■ **Data to examine**
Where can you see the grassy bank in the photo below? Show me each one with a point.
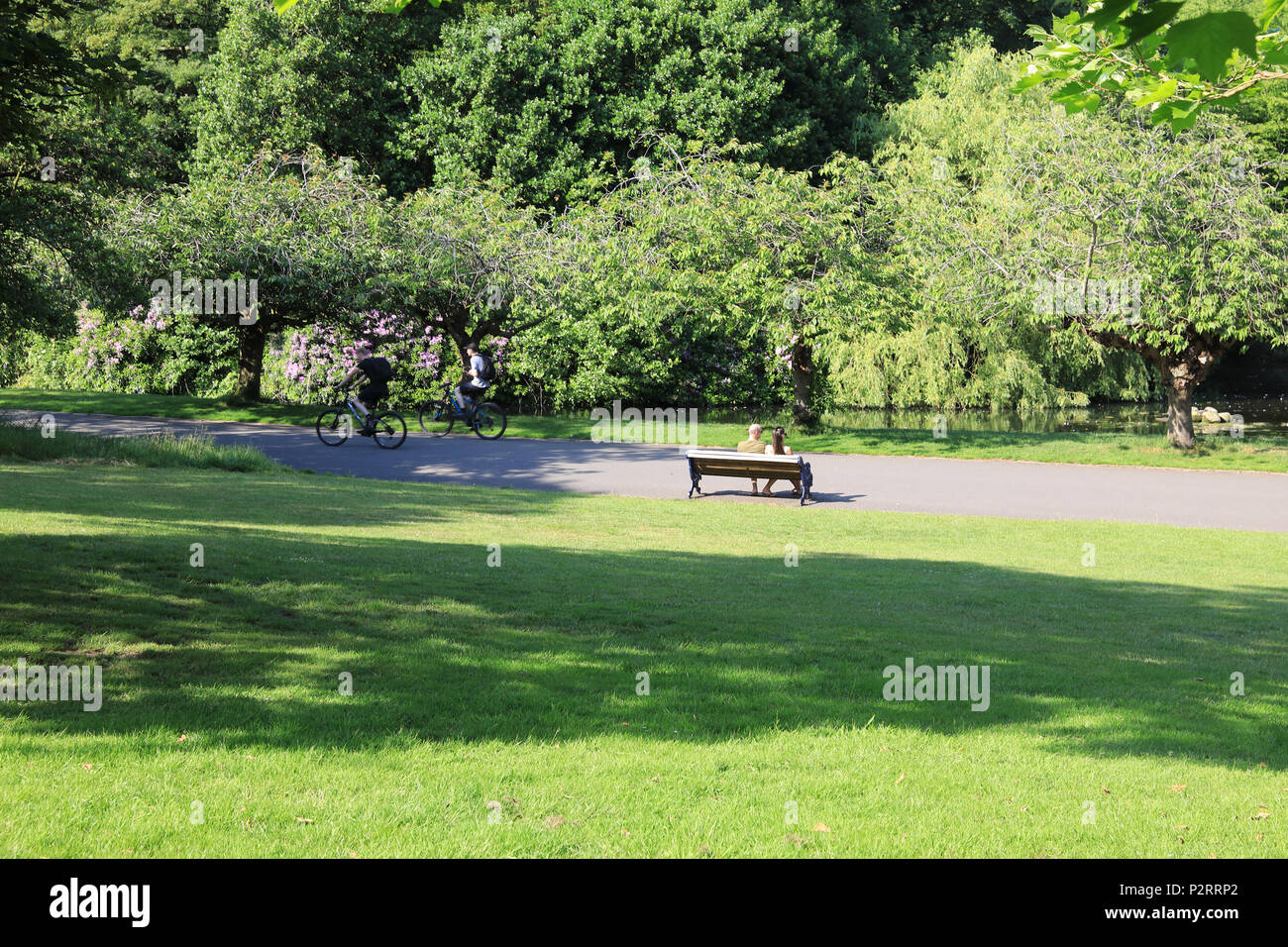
(1212, 453)
(498, 710)
(34, 442)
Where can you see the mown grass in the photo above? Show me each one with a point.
(34, 442)
(516, 684)
(1212, 453)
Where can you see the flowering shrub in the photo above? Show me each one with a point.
(142, 354)
(307, 365)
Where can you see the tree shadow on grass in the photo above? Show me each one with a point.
(249, 650)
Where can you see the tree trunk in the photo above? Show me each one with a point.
(1180, 421)
(803, 377)
(250, 360)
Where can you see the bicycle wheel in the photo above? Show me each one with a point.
(488, 421)
(334, 427)
(437, 419)
(389, 429)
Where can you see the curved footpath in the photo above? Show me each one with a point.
(1017, 489)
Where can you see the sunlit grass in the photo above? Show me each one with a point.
(1261, 453)
(518, 684)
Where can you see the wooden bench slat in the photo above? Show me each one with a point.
(790, 467)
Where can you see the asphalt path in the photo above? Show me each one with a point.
(1017, 489)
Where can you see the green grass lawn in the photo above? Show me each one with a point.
(516, 684)
(1212, 453)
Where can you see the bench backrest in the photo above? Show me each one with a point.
(738, 463)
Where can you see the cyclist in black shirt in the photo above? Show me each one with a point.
(377, 372)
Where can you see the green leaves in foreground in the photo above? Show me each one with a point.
(391, 7)
(1172, 67)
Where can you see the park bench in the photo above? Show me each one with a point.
(777, 467)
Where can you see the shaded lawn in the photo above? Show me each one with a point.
(1214, 451)
(516, 684)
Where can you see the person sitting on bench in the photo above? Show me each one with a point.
(781, 449)
(754, 445)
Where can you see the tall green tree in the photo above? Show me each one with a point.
(307, 231)
(322, 73)
(1127, 235)
(53, 175)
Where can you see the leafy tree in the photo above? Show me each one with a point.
(54, 179)
(305, 231)
(322, 75)
(166, 46)
(468, 264)
(1134, 237)
(1158, 56)
(702, 261)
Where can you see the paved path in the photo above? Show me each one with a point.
(910, 484)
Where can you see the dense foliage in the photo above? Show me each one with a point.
(722, 202)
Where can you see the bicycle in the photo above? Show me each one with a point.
(437, 418)
(386, 428)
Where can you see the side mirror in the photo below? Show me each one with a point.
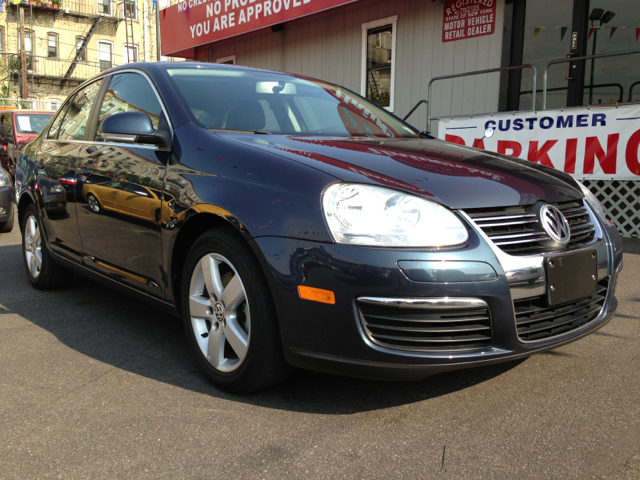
(133, 127)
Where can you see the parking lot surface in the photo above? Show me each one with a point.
(96, 385)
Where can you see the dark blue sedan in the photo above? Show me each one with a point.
(292, 223)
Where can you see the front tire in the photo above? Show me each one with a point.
(41, 271)
(229, 316)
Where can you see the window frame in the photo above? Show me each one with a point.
(54, 35)
(96, 112)
(124, 10)
(393, 21)
(106, 42)
(98, 4)
(226, 60)
(27, 33)
(81, 39)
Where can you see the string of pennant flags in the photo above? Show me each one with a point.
(563, 31)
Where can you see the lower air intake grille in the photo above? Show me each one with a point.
(426, 329)
(535, 321)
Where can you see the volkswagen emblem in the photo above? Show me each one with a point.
(555, 224)
(218, 311)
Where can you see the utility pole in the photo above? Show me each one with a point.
(159, 53)
(23, 58)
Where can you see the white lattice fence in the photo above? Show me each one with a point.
(621, 202)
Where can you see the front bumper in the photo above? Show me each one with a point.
(330, 338)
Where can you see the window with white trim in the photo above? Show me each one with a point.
(82, 55)
(129, 53)
(105, 55)
(230, 60)
(104, 7)
(378, 61)
(130, 9)
(52, 45)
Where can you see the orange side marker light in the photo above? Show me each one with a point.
(316, 294)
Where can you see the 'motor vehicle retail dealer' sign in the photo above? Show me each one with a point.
(191, 23)
(468, 18)
(600, 143)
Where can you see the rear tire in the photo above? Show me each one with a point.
(229, 316)
(42, 272)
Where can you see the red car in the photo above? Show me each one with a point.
(17, 128)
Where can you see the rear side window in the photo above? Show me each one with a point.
(129, 92)
(75, 121)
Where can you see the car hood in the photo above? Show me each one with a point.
(456, 176)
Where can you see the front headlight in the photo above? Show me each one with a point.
(376, 216)
(5, 179)
(593, 202)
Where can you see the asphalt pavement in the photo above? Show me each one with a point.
(94, 384)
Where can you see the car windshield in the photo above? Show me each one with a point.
(230, 99)
(32, 122)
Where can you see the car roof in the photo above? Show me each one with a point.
(166, 65)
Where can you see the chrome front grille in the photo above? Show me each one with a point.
(517, 230)
(536, 321)
(426, 329)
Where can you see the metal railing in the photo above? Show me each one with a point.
(50, 67)
(602, 85)
(545, 77)
(480, 72)
(89, 8)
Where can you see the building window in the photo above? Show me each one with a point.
(52, 42)
(130, 10)
(130, 53)
(230, 60)
(104, 7)
(378, 61)
(105, 55)
(83, 55)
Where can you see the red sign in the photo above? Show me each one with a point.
(191, 23)
(468, 18)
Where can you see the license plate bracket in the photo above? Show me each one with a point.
(571, 277)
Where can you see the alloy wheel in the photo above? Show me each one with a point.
(33, 246)
(219, 312)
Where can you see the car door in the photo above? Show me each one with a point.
(125, 244)
(57, 179)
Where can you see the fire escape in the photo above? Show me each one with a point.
(106, 10)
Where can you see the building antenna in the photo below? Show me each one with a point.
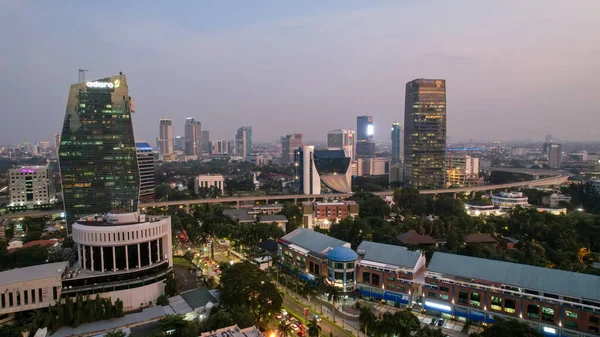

■ **Task objective**
With the images left out, set down each record exactly as it appears.

■ **Answer space**
Where can you see the grassy bank in the photo below? Show me each one with a point.
(1212, 453)
(498, 710)
(34, 442)
Where can you see the mown grass in the photo above? Show me each one with a point.
(34, 442)
(516, 684)
(1212, 453)
Where can you see the flowering shrub in the photo above? Show me each one with a point.
(142, 354)
(307, 365)
Where can you see the tree shadow on grass in the photo above? Show me each one with a point.
(249, 650)
Where can you see the tree trunk in the photo above? Show me each one with a point.
(1180, 421)
(803, 377)
(250, 360)
Where can you see the bicycle wheel in the photo above? Show me each one with a point.
(488, 421)
(334, 427)
(437, 419)
(389, 429)
Where can you see the curved footpath in the photo above? Show me each one with a point.
(1017, 489)
Where can you see the sunlit grass in the photo above? Show me each one with a point.
(1261, 453)
(518, 684)
Where can you see the wooden bench slat in the photo above? Show me each one with a point.
(790, 467)
Where can you see the asphalt path in the photo above? Show me each one with a point.
(1017, 489)
Where can you see the green grass lawn in the photo above? Show me each one with a point.
(516, 684)
(1212, 453)
Where can you see the bench backrest in the photo above? Show me each one with a point.
(738, 463)
Where can you see the cyclist in black shirt in the photo above? Show me each one with a point.
(377, 372)
Where can you see the green leaves in foreground in the photo above? Show me each one with a point.
(391, 7)
(1172, 67)
Where can you see the park bench in the photo above? Show me each one with a point.
(777, 467)
Where can you see the shaded lawn in the photo above? Show me each one with a point.
(1214, 451)
(516, 684)
Where can you see the person sitting on bench in the photo above? Show me each one with a point.
(781, 449)
(754, 445)
Where can you see the tall green tree in the photo above? Show me each one with a point.
(307, 231)
(322, 73)
(1127, 235)
(53, 175)
Where can you see the leafy tree in the photo above? Show me each one with a point.
(54, 179)
(305, 231)
(322, 75)
(166, 46)
(468, 264)
(1134, 237)
(1158, 56)
(702, 261)
Where can you see the paved path in the photo above? Show me each one with a point.
(910, 484)
Where can you see the dense foliage in the photo above? Show me each one with a point.
(722, 202)
Where can you see the bicycle in the photo above? Show me each one with a point.
(437, 418)
(386, 428)
Where can you see the side mirror in the photo below? Show me each one with a point.
(133, 127)
Where can you see the parking lot surface in the photo above? Show me each one with a point.
(96, 385)
Where can you see the dark blue sedan in the photo above? Show me each one with a point.
(292, 223)
Where can you see the front tire in the photo above? Show me each one with a point.
(41, 271)
(229, 316)
Where can you see the window frame in the photo above? Show me each one with a point.
(54, 35)
(96, 112)
(124, 10)
(393, 21)
(106, 42)
(98, 4)
(226, 60)
(27, 33)
(81, 39)
Where can you see the string of pennant flags in the photo above? Show me each one with a point.
(563, 31)
Where can you see the lower air intake grille in the photo above? Show me each one with a point.
(426, 329)
(535, 321)
Where can you see the volkswagen emblem in the photo above? Show me each one with a point.
(555, 224)
(218, 311)
Where can you see the utility pole in the photo above? Show me each one with a point.
(159, 53)
(23, 58)
Where can you see the white lattice fence in the photo above? Show me each one with a point.
(621, 202)
Where can you see the front bumper in the photo above? Show me each one with a point.
(330, 338)
Where can you see the window with white trim in the photo above? Show me each one with a point.
(82, 55)
(129, 53)
(105, 55)
(230, 60)
(104, 7)
(378, 61)
(130, 9)
(52, 45)
Where can you see the orange side marker light in the photo above? Show me each one with a point.
(316, 294)
Where can you see the 'motor vehicle retail dealer' sign in the photo above? Show me each one with a point.
(191, 23)
(468, 18)
(600, 143)
Where can you see the rear tire in the photo above? Show me each one with a point.
(229, 316)
(42, 272)
Where can you see the red car in the photo above? Show me each one with a point.
(17, 128)
Where can you see the rear side window in the photo above? Show me each one with a point.
(129, 92)
(75, 121)
Where can you see the car hood in the photo above? Show me each one with a point.
(456, 176)
Where can you see the front headlight in the photo above? Show me each one with a point.
(376, 216)
(5, 179)
(593, 202)
Where can you see the asphalt pavement in the photo above? Show me each one with a point.
(94, 384)
Where can you see the car windshield in the photo above? Show me each one with a point.
(230, 99)
(32, 122)
Where can you see the car roof in the photo above? Show me each one with a point.
(166, 65)
Where can you see the chrome front grille in the photo above? Show me each one with a point.
(517, 230)
(536, 321)
(426, 329)
Where can you see the metal railing in the photo above? Show me each one with a point.
(50, 67)
(602, 85)
(545, 77)
(480, 72)
(89, 8)
Where can you see the building window in the photo above? Show me each one with a point.
(52, 42)
(130, 10)
(130, 53)
(230, 60)
(104, 7)
(378, 61)
(105, 55)
(83, 55)
Where can you see the red sign in the photo above? Show me each one with a point.
(191, 23)
(468, 18)
Where can you see the license plate bracket in the photo above? Show me each one with a point.
(571, 277)
Where can you see the alloy wheel in the photo above? Show me each one with a point.
(33, 246)
(219, 312)
Where can you see the car door in the photo above? Show me each one with a point.
(125, 244)
(57, 179)
Where can you see the fire escape in the photo above? Show me each one with a point.
(106, 10)
Where can you see the building antenna in the photo below? Show me each one with a point.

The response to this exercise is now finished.